## AVAILABLE DATA

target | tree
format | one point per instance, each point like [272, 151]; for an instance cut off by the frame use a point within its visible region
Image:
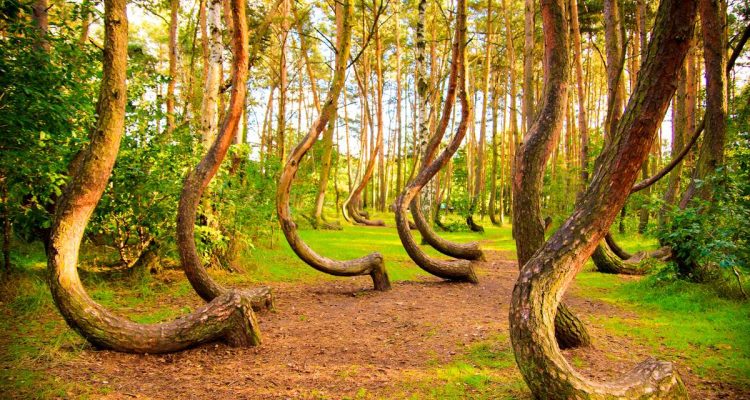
[371, 264]
[531, 158]
[229, 317]
[545, 277]
[199, 178]
[459, 270]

## WORK TASK
All lines from the one containing "format | one" to the end of the entries should appear in the output exactly as written, with no pictures.

## ANSWER SPACE
format | one point per instance, each point like [272, 151]; for an instance cut off by the frame use a point within its visible region
Image:
[371, 264]
[531, 158]
[229, 317]
[545, 277]
[199, 178]
[459, 270]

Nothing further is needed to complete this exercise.